Provided text:
..............................

Today you can encounter SGML abbreviation almost everywhere. There are various documentation sets distributed in SGML format. Ubiquitous web markup language HTML is an SGML application. SGML applications are emerging: editors, formatters, document management systems... Adobe, Corel, SoftQuad, Microsoft sell SGML-related products. It is SGML what IBM, Sun, O'Reilly and many others rely for their documentation needs. IT infrastructure of heavy industry leaders heavily relies on SGML.

      Borned in early 80s SGML technology is now in its best form[1]. What is it for? What it gives to its users? How to work with it? These and some other questions I'm trying to address in this short article.

      It was first written in 1997, and industry have faced many changes since then. I'm trying to note where it has been fallen behind status quo. Please also remember this is my own history and my own experience and my own opinions. It works beautifully for me, it might work less beautifully for you.

Table of contents

How did I first find SGML technology
What is SGML and what good is in it
  History and terminology
  SGML features
    Descriptive markup
    Document types
    Data independence
  Advantages
  Now why SGML?

..............................

Work request:
Retype, word for word, the stretch of the SGML article from "It was first" through "beautifully for you.". The material after this point has nothing to do with the SGML article.

Information shown:
..............................

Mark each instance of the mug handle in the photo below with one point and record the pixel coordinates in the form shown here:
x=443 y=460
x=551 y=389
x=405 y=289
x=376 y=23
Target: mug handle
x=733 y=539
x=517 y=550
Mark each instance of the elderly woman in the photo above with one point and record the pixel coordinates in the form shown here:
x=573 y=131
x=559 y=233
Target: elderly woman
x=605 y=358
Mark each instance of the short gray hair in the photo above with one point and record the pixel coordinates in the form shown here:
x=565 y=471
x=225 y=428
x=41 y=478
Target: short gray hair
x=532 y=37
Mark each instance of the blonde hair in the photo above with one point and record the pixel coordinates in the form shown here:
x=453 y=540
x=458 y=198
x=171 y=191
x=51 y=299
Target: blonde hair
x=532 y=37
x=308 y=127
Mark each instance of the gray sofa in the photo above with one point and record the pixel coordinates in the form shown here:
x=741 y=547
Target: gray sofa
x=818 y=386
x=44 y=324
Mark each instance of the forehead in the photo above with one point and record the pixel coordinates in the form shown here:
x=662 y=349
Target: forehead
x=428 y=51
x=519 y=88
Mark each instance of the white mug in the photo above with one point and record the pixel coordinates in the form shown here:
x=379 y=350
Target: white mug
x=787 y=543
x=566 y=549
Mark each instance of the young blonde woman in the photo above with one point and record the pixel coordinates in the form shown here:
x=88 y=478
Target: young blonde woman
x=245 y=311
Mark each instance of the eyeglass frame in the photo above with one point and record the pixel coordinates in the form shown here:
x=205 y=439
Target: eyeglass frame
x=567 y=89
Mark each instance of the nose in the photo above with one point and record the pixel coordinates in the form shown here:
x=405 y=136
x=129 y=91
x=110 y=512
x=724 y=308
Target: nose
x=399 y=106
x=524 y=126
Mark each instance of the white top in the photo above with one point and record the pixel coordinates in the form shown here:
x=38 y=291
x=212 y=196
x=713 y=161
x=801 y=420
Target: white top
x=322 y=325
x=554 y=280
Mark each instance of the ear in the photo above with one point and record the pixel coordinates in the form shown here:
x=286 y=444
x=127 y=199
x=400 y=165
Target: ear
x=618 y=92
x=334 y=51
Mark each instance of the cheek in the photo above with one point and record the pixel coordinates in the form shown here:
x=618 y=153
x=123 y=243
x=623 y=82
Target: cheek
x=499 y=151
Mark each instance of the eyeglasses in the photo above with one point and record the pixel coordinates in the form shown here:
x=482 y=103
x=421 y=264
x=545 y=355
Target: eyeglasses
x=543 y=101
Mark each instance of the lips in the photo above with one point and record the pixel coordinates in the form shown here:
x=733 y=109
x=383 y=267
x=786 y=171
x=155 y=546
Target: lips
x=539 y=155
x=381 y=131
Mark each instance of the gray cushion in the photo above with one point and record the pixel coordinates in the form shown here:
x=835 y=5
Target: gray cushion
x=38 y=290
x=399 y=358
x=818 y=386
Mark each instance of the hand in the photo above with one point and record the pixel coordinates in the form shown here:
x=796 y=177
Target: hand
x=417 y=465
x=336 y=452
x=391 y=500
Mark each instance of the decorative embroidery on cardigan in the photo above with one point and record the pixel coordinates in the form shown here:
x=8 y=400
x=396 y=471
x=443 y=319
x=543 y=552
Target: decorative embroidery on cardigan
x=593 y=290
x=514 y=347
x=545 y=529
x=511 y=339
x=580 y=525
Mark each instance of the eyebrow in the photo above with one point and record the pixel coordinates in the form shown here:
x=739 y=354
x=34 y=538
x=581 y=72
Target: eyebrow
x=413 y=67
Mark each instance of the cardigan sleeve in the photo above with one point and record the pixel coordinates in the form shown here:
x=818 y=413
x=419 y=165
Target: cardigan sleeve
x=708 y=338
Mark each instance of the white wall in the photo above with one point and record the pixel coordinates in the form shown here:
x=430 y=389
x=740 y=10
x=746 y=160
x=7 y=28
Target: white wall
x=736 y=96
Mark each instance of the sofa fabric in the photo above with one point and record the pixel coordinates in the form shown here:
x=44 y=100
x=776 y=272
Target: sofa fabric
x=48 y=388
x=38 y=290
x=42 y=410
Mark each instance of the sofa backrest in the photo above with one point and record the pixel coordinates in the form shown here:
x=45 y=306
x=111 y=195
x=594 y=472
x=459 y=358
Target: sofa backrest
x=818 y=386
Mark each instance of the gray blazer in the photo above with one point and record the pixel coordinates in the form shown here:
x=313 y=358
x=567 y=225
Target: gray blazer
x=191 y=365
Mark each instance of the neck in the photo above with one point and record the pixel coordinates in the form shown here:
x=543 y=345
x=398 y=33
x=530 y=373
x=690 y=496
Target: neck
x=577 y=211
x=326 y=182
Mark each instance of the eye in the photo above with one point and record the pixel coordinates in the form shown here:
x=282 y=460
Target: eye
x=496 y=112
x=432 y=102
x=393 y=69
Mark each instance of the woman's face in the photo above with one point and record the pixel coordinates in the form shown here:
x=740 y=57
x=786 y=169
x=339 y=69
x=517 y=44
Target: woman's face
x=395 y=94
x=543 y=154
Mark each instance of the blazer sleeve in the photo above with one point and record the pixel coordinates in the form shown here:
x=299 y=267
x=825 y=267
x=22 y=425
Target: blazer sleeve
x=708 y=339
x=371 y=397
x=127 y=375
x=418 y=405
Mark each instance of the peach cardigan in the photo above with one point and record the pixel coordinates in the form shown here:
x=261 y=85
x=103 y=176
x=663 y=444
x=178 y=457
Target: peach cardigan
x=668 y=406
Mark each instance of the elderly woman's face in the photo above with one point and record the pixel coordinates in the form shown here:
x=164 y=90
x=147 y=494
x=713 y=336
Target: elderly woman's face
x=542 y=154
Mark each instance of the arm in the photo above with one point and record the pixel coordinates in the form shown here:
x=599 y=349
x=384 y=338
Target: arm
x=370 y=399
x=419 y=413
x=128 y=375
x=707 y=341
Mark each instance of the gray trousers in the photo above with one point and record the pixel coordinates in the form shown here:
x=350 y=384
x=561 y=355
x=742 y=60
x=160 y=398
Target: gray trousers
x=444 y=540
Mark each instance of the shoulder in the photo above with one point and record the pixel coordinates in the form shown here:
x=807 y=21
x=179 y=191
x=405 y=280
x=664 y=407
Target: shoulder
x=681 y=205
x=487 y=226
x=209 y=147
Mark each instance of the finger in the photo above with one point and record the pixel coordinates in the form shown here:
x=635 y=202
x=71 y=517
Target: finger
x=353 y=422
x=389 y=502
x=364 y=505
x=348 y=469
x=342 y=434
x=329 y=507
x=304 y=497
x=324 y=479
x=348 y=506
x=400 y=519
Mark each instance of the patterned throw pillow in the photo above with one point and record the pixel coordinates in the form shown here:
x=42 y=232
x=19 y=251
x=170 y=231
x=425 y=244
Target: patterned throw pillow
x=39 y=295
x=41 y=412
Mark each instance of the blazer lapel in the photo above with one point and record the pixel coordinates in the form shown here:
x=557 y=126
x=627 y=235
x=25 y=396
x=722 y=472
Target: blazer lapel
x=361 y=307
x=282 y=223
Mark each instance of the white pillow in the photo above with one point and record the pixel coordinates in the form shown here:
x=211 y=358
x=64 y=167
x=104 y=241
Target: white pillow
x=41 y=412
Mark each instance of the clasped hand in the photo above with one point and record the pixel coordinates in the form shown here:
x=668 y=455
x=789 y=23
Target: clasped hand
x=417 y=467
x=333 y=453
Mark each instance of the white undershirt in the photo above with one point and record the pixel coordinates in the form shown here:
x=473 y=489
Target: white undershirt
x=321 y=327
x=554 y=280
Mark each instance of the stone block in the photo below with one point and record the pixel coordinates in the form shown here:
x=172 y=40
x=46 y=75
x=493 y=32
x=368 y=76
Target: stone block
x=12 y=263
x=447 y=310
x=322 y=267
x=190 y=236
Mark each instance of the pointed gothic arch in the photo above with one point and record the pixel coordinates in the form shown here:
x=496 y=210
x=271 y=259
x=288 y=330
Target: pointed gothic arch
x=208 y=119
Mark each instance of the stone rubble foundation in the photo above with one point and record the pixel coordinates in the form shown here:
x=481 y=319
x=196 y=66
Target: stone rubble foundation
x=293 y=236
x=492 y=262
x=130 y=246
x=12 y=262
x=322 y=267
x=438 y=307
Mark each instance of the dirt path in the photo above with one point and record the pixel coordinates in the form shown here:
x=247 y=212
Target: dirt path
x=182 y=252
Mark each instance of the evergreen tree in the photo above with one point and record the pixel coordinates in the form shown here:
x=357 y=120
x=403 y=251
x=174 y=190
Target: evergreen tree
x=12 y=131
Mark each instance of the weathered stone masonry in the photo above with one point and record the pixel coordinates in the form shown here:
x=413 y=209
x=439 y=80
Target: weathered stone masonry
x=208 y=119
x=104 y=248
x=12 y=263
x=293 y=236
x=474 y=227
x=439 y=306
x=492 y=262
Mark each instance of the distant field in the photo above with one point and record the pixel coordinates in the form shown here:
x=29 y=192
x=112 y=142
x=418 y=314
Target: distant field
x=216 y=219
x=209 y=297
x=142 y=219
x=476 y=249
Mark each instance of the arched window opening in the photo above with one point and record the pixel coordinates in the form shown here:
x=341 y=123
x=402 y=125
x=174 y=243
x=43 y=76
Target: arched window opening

..............................

Written response:
It was first written in 1997, and industry have faced many changes since then. I'm trying to note where it has been fallen behind status quo. Please also remember this is my own history and my own experience and my own opinions. It works beautifully for me, it might work less beautifully for you.